-- START --

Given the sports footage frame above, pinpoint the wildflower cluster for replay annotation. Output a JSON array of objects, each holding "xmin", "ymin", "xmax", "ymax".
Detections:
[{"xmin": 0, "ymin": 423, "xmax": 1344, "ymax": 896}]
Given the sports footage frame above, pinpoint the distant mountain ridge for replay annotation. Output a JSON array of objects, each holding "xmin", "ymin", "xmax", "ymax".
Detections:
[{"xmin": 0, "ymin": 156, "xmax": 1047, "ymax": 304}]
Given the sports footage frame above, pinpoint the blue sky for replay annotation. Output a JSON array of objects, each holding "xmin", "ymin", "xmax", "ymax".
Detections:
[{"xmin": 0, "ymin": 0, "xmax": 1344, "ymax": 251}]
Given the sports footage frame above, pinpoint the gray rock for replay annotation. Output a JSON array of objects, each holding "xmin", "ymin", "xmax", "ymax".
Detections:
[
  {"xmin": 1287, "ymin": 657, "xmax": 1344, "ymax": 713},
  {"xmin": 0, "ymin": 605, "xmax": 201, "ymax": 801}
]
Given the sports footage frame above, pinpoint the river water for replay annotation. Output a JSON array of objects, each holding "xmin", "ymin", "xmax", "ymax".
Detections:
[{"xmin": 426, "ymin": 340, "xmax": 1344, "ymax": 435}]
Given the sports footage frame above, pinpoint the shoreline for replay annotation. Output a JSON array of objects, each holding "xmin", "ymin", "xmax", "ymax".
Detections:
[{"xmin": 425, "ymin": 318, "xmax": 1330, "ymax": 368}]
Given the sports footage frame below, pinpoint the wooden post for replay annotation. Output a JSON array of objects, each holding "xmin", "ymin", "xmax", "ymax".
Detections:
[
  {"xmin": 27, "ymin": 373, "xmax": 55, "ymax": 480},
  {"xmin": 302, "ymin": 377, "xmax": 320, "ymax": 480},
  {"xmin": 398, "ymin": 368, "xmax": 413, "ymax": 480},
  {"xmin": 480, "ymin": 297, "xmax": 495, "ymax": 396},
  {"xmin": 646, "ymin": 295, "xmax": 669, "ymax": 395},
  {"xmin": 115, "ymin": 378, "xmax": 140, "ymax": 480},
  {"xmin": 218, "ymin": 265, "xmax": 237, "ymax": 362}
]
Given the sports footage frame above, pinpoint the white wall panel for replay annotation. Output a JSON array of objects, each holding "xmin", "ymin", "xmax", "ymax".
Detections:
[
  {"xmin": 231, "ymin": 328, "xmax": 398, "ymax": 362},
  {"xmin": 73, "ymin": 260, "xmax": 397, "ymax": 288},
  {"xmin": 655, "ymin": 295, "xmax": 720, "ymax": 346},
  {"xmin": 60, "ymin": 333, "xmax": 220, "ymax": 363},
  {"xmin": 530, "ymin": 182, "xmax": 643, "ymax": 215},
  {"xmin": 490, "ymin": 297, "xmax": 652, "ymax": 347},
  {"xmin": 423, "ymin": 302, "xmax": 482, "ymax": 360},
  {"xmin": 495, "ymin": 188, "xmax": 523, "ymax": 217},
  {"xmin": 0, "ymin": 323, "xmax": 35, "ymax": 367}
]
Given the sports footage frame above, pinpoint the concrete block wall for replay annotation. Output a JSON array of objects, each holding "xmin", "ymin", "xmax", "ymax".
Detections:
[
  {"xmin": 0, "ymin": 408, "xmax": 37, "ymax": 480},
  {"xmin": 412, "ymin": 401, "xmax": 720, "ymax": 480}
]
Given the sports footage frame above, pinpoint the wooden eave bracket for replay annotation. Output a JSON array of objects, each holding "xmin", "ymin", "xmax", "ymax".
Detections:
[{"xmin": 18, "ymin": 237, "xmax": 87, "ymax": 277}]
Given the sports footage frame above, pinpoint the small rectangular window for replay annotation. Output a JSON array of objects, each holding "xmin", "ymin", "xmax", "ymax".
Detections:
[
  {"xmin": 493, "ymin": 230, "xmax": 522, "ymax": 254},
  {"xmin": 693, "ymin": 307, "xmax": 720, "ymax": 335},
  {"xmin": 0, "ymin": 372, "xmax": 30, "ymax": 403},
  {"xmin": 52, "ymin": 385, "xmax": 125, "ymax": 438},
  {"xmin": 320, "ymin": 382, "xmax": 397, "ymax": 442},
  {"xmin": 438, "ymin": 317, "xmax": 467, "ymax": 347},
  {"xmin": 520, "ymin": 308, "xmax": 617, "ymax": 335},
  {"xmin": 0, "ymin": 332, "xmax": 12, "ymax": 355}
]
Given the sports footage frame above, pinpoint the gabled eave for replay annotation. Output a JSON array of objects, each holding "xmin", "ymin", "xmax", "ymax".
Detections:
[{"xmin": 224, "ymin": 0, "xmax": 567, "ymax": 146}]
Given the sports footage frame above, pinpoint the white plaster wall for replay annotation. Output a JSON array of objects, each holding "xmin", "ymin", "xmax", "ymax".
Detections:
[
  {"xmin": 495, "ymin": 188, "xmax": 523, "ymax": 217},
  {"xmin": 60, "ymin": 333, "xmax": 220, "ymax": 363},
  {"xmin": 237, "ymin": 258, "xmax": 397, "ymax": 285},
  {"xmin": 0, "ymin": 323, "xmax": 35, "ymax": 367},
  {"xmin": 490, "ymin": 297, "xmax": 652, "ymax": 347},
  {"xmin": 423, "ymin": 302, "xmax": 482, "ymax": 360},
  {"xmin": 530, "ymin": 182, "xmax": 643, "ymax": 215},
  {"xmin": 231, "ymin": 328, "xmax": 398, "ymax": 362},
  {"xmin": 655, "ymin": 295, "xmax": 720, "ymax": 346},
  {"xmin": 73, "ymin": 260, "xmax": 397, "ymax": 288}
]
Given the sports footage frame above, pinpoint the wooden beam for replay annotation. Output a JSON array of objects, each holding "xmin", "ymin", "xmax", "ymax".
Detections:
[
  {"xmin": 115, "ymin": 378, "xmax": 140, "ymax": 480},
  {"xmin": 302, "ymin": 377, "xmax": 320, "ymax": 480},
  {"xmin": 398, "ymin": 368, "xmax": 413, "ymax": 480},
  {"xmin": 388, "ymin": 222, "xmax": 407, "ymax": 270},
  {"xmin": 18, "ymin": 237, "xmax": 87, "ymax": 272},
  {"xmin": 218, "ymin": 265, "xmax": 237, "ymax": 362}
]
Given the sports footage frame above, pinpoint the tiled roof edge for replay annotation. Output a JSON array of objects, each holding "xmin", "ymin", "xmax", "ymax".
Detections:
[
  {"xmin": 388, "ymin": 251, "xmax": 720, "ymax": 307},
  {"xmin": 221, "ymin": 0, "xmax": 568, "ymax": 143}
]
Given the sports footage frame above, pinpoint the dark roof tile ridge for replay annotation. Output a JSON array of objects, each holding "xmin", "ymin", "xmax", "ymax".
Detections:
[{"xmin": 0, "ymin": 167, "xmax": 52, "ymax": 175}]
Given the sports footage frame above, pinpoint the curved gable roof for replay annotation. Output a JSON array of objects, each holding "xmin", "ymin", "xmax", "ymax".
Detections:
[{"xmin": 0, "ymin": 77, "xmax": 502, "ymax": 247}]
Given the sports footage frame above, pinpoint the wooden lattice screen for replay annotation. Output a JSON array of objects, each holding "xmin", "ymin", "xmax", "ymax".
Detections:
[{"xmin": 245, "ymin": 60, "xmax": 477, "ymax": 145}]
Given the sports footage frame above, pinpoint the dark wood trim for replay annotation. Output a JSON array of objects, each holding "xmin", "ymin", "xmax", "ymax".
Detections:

-- END --

## SHORT PROBLEM
Pull out every line of the records above that contains the word "wooden". Matching is case-sensitive.

## EXERCISE SOLUTION
Given the sports footage frame below, pinpoint the wooden post for replay annotation. Output a JSON array of objects, each holding "xmin", "ymin", "xmax", "ymax".
Given the sports footage frame above, pinpoint the wooden eave bracket for replay annotation. Output a JSON array of objects, each holding "xmin", "ymin", "xmax", "ymax".
Given the sports footage frame above, pinpoint the wooden beam for replay annotation. Output a JSON array of objects, each holding "xmin", "ymin", "xmax", "ymax".
Given the sports footage frame above, pinpoint the wooden lattice screen for replay annotation. Output a JSON array of objects, each holding "xmin", "ymin", "xmax", "ymax".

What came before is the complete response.